» **PROVIDED TEXT**:
Re: [HACKERS] pgsql 10: hash indexes testing - Mailing list pgsql-hackers

From Amit Kapila
Subject Re: [HACKERS] pgsql 10: hash indexes testing
Date
Msg-id CAA4eK1KKq80BYOc+mcmHcQzV0Mcs3AHGjEEf--TnLaJbkeTgmg@mail.gmail.com
Whole thread Raw
In response to Re: [HACKERS] pgsql 10: hash indexes testing  (AP <ap@zip.com.au>)
Responses Re: [HACKERS] pgsql 10: hash indexes testing
List pgsql-hackers
On Fri, Jul 7, 2017 at 8:22 AM, AP <ap@zip.com.au> wrote:
> On Thu, Jul 06, 2017 at 05:19:59PM +0530, Amit Kapila wrote:
>> I think if you are under development, it is always advisable to create
>> indexes after initial bulk load.  That way it will be faster and will
>> take lesser space atleast in case of hash index.
>
> This is a bit of a pickle, actually:
> * if I do have a hash index I'll wind up with a bloated one at some stage
>   that refused to allow more inserts until the index is re-created
> * if I don't have an index then I'll wind up with a table where I cannot
>   create a hash index because it has too many rows for it to handle
>
> I'm at a bit of a loss as to how to deal with this.
>

I can understand your concerns.  To address first concern we need to
work on one or more of following work items: (a) work on vacuums that
can be triggered on insert only workload (it should perform index
vacuum as well) (b) separate utility statement/function to squeeze
hash index (c) db internally does squeezing like after each split, so
that chances of such a problem can be reduced, but that will be at the
cost of performance reduction in other workloads, so not sure if it is
advisable.  Among these (b) is simplest to do but may not be
convenient for the user.

To address your second concern, we need to speed up the creation of
hash index which is a relatively big project.  Having said that, I
think in your case, this is one-time operation so spending once more
time might be okay.

» **PROBLEMS**:
a) In the hash index post, which measures does the reply propose to address the first concern about a bloated index that stops accepting inserts?
b) Could you pick up the hash index post after its final sentence and continue it?
The items placed after the hash index post are not needed.

Extracted records:
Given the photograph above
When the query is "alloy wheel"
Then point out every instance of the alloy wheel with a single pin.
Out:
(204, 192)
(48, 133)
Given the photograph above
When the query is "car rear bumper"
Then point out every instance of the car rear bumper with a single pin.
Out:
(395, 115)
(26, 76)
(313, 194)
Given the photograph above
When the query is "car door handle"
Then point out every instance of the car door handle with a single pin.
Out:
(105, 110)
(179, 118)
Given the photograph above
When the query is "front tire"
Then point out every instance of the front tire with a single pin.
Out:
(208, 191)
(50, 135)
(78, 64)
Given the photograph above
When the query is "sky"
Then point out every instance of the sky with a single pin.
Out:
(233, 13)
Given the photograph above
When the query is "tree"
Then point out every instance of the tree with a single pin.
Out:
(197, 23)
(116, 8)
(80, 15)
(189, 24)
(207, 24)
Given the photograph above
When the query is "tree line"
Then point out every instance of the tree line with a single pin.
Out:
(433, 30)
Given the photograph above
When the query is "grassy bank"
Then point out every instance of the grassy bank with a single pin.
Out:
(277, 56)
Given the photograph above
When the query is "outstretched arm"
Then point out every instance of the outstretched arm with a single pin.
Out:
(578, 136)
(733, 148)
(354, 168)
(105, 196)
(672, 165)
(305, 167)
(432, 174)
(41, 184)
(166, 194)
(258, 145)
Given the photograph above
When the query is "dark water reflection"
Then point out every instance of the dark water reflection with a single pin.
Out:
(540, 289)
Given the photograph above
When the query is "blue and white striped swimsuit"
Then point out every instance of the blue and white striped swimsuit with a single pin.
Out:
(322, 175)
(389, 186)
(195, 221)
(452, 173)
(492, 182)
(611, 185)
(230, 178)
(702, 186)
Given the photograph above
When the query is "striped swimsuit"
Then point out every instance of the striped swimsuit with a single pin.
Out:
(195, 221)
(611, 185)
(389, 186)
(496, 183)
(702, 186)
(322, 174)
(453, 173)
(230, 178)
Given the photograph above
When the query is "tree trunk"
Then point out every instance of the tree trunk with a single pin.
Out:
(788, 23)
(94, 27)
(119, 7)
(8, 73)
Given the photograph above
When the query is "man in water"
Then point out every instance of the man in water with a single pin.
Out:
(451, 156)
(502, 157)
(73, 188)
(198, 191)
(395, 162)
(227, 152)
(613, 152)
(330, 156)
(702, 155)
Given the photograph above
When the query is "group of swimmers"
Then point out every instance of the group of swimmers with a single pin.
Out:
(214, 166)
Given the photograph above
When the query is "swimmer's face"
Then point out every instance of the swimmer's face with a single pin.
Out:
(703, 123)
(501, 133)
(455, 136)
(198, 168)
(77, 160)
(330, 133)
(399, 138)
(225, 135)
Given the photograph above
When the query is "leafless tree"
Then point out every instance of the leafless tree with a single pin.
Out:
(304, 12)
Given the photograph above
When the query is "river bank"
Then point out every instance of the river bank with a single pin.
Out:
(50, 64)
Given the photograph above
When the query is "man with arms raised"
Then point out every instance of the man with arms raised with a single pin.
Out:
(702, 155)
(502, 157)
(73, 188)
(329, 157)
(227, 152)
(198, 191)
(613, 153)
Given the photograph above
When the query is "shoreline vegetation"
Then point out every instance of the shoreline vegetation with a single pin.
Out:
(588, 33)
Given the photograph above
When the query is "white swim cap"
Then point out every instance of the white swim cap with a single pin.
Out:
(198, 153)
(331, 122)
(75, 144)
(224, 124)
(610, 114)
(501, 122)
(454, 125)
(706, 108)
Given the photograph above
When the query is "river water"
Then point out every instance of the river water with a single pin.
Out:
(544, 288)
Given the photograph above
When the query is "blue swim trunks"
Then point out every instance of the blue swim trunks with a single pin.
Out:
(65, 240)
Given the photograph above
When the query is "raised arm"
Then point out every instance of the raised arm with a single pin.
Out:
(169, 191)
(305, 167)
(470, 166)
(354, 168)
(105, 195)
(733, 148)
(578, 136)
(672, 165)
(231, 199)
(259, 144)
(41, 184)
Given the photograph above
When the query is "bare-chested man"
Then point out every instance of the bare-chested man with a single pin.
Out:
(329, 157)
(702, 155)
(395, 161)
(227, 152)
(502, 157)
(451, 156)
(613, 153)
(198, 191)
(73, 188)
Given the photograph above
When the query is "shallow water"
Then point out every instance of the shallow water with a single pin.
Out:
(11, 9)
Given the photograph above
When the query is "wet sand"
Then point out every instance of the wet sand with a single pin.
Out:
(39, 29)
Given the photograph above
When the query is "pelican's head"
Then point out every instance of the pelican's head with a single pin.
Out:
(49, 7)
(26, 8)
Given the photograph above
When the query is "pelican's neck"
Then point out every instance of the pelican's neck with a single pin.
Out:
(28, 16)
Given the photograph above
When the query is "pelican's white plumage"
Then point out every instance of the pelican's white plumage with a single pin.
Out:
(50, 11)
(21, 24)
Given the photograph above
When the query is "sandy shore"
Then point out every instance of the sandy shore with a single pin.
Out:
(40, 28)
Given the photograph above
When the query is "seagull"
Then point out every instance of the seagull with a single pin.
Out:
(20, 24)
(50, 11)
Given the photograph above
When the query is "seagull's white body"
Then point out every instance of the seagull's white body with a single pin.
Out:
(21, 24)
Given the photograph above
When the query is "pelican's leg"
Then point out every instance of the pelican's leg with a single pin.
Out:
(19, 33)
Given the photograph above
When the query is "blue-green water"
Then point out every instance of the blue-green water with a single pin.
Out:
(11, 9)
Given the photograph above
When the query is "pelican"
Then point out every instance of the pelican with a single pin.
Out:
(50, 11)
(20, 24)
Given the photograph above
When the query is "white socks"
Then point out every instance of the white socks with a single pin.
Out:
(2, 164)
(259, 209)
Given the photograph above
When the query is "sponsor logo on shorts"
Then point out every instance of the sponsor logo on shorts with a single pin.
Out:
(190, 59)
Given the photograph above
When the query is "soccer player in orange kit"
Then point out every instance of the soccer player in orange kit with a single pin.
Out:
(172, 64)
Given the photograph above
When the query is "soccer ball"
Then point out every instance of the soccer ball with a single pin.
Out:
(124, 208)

» **ANSWERS PROVIDED**:
a)
- Work on vacuums that can be triggered on an insert-only workload, which should also perform index vacuum.
- A separate utility statement or function to squeeze a hash index.
- Having the database squeeze the index internally, for example after each split, at the cost of reduced performance in other workloads.

b)
>
>> >> As mentioned above REINDEX might be a better option.  I think for such
>> >> situation we should have some provision to allow squeeze functionality
>> >> of hash exposed to the user, this will be less costly than REINDEX and
>> >> might serve the purpose for the user.  Hey, can you try some hack in
>> >
>> > Assuming it does help, would this be something one would need to guess
>> > at? "I did a whole bunch of concurrent INSERT heavy transactions so I
>> > guess I should do a squeeze now"?
>> >
>> > Or could it be figured out programmatically?
>>
>> I think one can refer free_percent and number of overflow pages to
>> perform such a command.  It won't be 100% correct, but we can make a
>> guess.  We can even check free space in overflow pages with page
>> inspect to make it more accurate.
>
> Does this take much time? Main reason I am asking is that this looks like
> something that the db ought to handle underneath (say as part of an autovac
> run) and so if there are stats that the index code can maintain that can
> then be used by the autovac (or something) code to trigger a cleanup this
> I think would be of benefit.
>

Sure, I agree that database should automatically handle bloat, but as
said above this will be a separate project and may not be straight
forward.



-- 
With Regards,
Amit Kapila.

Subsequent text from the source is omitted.